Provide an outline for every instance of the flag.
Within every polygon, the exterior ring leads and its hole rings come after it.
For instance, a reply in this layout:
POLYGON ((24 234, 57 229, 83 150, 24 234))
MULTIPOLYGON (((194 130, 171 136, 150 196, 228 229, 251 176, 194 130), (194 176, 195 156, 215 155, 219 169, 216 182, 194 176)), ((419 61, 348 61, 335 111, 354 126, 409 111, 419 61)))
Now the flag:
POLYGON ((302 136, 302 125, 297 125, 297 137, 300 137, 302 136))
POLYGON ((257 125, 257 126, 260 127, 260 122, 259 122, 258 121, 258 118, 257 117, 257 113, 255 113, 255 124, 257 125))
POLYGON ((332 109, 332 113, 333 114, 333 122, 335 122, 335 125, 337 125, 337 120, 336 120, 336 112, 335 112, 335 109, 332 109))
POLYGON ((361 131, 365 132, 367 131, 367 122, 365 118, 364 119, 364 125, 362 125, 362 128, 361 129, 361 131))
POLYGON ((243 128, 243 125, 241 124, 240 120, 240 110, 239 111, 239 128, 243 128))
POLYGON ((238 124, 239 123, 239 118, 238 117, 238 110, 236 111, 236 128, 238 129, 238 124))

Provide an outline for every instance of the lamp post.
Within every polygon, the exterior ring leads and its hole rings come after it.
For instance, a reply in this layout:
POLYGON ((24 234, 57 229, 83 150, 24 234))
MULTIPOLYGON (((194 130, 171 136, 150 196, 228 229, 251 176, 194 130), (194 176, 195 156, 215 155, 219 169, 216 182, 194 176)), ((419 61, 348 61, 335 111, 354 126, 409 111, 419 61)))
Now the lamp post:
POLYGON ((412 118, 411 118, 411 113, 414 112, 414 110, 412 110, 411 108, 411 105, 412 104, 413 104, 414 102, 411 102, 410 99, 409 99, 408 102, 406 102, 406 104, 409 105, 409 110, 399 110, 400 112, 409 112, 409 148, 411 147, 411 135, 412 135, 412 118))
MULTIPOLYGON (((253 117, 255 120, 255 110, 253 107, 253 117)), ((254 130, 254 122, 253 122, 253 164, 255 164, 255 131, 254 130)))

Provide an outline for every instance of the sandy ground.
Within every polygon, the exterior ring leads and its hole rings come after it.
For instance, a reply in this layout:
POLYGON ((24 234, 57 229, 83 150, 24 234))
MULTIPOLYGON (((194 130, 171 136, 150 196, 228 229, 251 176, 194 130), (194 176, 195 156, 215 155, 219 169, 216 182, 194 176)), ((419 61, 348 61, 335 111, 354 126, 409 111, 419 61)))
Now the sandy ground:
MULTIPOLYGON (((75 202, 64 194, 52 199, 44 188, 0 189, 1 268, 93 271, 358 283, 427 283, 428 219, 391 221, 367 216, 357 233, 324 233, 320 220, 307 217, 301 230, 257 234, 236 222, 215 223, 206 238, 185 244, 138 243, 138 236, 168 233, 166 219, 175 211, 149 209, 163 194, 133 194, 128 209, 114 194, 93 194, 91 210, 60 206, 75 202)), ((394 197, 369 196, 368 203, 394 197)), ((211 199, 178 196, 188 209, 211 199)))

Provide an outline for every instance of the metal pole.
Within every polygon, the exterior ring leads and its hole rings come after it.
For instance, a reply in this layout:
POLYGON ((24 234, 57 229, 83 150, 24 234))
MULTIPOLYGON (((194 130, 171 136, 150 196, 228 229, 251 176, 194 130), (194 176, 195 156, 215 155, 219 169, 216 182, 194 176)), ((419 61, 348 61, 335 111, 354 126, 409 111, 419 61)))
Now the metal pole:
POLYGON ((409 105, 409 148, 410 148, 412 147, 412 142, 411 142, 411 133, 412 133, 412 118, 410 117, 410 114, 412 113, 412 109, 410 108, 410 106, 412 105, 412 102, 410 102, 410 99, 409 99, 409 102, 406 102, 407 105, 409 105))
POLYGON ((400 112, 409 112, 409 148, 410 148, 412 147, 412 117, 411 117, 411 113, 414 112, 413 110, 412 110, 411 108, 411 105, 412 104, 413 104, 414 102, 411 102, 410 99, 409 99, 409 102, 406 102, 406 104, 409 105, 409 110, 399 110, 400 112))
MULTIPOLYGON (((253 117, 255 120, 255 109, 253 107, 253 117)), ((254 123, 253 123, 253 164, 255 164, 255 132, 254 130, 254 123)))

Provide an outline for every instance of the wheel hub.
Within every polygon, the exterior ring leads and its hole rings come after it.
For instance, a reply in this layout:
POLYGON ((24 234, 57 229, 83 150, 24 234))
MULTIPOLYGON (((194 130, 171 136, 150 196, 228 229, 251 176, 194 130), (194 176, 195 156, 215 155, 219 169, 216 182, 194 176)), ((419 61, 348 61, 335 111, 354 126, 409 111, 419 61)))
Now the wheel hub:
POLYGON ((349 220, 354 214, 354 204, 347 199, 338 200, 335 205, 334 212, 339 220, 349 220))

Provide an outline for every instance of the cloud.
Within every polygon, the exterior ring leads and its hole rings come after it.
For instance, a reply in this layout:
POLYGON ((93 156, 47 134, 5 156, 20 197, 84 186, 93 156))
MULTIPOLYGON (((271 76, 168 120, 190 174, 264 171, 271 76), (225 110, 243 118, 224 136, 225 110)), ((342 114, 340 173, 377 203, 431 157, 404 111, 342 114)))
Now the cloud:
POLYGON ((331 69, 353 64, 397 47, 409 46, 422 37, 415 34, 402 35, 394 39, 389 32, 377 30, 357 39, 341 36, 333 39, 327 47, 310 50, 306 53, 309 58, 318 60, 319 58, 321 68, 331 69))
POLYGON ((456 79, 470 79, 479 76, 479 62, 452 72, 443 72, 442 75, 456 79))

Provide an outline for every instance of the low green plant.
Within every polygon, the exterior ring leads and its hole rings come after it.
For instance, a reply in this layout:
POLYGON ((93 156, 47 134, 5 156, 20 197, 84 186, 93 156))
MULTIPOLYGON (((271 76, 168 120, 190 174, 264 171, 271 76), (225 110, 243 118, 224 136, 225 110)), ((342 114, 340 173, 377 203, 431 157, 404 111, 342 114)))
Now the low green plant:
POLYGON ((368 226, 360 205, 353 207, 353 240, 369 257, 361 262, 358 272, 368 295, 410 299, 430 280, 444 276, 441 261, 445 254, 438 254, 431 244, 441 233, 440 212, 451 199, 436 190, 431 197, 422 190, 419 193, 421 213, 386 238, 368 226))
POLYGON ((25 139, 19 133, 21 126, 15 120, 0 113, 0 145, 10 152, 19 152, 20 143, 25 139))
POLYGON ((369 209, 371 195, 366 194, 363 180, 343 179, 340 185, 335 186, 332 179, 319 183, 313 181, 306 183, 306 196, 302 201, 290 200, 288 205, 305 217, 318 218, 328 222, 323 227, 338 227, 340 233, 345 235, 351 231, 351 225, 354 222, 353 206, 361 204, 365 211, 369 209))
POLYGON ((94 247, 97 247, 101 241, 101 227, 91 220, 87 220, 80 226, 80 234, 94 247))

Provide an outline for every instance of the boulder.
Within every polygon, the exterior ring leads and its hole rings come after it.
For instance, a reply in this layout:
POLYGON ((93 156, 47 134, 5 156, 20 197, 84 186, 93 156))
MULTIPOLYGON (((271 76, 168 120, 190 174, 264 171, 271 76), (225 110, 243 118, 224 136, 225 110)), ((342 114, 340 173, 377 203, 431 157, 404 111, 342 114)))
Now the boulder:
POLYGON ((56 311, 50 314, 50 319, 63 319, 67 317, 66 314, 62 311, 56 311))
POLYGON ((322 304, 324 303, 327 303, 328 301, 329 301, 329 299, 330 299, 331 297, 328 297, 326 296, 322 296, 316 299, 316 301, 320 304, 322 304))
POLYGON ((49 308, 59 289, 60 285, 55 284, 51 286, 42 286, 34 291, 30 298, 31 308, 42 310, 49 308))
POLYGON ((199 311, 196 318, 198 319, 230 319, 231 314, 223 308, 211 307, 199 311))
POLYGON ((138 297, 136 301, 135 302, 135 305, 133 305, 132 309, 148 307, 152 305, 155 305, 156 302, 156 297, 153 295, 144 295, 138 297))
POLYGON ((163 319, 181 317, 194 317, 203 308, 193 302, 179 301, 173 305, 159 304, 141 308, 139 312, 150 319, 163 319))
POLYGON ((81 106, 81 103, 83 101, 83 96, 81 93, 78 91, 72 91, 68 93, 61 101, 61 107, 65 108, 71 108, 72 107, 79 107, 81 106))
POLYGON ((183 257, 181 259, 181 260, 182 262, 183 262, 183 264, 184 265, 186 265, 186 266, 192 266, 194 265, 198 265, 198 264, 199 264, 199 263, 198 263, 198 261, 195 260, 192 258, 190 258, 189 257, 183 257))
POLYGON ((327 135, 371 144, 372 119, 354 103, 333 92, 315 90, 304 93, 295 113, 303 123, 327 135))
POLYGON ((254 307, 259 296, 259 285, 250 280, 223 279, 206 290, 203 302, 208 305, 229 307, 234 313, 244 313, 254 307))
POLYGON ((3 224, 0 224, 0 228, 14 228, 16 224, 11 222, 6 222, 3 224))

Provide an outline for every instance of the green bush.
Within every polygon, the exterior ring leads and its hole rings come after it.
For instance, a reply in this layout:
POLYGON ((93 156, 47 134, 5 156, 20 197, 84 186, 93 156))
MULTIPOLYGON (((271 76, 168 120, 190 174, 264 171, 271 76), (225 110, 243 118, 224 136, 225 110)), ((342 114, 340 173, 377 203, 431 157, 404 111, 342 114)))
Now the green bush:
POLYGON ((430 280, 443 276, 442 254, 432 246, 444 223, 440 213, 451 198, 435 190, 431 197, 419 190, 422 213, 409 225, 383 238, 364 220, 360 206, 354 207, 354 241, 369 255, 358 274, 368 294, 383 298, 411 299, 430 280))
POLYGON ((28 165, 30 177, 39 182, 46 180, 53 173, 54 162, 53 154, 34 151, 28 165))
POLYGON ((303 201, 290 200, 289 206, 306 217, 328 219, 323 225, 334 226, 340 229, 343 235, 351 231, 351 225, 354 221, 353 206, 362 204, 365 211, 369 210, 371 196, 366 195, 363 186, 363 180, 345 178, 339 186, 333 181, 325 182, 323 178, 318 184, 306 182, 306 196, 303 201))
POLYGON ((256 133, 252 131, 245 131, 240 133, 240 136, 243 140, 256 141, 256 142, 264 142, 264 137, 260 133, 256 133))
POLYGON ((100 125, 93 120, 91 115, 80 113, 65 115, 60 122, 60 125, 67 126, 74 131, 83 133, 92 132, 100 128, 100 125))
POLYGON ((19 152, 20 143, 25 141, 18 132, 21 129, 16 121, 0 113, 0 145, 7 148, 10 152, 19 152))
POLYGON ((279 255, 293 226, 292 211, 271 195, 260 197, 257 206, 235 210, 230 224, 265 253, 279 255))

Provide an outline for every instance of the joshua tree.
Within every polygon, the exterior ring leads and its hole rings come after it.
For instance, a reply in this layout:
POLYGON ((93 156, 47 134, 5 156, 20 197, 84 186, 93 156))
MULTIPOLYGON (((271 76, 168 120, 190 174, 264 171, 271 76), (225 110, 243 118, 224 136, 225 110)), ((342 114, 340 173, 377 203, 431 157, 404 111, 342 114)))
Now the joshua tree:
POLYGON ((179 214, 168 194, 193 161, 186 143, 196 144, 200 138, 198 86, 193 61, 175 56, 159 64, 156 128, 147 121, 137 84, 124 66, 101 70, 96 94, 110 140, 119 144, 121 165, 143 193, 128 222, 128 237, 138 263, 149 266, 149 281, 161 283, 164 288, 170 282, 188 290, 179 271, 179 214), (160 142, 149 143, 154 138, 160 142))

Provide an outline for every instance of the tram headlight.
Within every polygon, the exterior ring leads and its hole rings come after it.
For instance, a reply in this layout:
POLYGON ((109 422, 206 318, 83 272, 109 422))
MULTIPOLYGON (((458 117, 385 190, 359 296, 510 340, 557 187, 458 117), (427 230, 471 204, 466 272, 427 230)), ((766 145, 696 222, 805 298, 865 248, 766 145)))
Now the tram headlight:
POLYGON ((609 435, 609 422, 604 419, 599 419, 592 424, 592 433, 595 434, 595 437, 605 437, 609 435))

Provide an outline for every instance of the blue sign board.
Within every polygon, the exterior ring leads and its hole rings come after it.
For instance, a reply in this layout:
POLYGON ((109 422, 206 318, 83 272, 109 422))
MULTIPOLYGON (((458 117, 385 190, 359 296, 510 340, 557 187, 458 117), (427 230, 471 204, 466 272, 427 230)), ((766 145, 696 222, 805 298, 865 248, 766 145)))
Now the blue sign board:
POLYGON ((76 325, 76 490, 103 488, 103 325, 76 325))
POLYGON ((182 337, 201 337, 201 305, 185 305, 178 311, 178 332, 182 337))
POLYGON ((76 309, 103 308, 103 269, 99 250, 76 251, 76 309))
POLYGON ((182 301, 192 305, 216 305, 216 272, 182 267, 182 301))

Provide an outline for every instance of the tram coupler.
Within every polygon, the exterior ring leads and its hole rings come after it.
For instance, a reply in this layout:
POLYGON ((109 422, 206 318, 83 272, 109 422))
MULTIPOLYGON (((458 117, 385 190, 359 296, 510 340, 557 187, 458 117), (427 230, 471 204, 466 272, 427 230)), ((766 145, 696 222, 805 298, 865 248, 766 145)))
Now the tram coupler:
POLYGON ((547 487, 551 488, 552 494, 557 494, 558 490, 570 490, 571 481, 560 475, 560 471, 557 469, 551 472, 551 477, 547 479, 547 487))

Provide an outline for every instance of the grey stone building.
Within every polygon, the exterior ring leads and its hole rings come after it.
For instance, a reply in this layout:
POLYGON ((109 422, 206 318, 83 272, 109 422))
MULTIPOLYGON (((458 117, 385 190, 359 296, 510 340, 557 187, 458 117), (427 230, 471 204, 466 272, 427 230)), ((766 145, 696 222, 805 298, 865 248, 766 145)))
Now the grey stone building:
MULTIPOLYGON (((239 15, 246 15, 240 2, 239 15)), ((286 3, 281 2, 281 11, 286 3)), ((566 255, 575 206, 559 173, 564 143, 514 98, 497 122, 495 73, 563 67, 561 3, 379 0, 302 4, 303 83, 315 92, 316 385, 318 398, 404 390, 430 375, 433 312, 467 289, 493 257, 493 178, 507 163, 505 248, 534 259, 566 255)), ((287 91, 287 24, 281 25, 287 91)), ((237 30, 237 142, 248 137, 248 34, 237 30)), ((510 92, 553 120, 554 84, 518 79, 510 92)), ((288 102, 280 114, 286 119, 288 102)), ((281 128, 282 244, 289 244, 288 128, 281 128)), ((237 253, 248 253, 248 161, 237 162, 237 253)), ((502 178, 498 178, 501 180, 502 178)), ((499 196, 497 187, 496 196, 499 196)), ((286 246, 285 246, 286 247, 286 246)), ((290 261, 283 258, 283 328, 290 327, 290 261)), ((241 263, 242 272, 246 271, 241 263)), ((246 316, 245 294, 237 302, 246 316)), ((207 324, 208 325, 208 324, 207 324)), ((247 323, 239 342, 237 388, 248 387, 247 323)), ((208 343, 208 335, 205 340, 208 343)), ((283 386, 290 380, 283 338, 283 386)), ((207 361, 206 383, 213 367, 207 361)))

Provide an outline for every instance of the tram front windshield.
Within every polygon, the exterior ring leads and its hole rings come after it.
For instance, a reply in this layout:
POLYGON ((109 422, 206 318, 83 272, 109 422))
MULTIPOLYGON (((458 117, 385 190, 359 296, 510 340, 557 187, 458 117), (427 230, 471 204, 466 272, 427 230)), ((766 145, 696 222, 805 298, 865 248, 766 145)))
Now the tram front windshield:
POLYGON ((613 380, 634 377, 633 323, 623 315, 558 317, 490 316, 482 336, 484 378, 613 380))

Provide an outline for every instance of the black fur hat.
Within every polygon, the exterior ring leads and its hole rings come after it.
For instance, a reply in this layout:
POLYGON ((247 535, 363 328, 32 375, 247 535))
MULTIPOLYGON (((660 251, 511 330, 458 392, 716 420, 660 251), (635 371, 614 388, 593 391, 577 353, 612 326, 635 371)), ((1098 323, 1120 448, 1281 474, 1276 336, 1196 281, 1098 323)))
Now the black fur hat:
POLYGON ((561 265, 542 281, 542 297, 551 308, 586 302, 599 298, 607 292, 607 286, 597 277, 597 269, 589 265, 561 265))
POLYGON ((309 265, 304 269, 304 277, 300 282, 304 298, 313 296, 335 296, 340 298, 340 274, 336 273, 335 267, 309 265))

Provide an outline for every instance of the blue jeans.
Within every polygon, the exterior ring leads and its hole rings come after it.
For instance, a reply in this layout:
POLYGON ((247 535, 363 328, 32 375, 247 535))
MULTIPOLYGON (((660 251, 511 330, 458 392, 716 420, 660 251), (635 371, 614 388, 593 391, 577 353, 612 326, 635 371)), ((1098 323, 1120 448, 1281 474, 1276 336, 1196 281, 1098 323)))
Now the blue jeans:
________________________
## [What you need to do]
Convert every line from the beginning of the entries through the line containing "POLYGON ((238 124, 239" into a JSON list of strings, one string per line, omitting any blank lines.

## [Answer below]
[
  "Provide an outline for every instance of the flag.",
  "Within every polygon, the exterior ring leads and its hole rings come after it.",
  "For instance, a reply in this layout:",
  "POLYGON ((24 234, 57 229, 83 150, 24 234))",
  "MULTIPOLYGON (((194 130, 171 136, 150 196, 228 229, 251 176, 194 130), (194 176, 195 156, 215 155, 219 169, 216 182, 194 176)), ((419 61, 348 61, 335 111, 354 126, 409 111, 419 61)))",
  "Now the flag:",
  "POLYGON ((302 136, 302 125, 297 125, 297 137, 300 137, 302 136))",
  "POLYGON ((257 125, 257 126, 260 127, 260 122, 259 122, 258 121, 258 118, 257 117, 257 113, 255 113, 255 124, 257 125))",
  "POLYGON ((332 109, 332 113, 333 114, 333 122, 335 122, 335 125, 337 125, 337 120, 336 120, 336 112, 335 112, 335 109, 332 109))",
  "POLYGON ((361 131, 365 132, 367 131, 367 122, 365 118, 364 119, 364 125, 362 125, 362 128, 361 129, 361 131))",
  "POLYGON ((243 128, 243 125, 241 124, 240 120, 240 110, 239 111, 239 128, 243 128))",
  "POLYGON ((238 124, 239 123, 239 118, 238 117, 238 110, 236 111, 236 128, 238 129, 238 124))"
]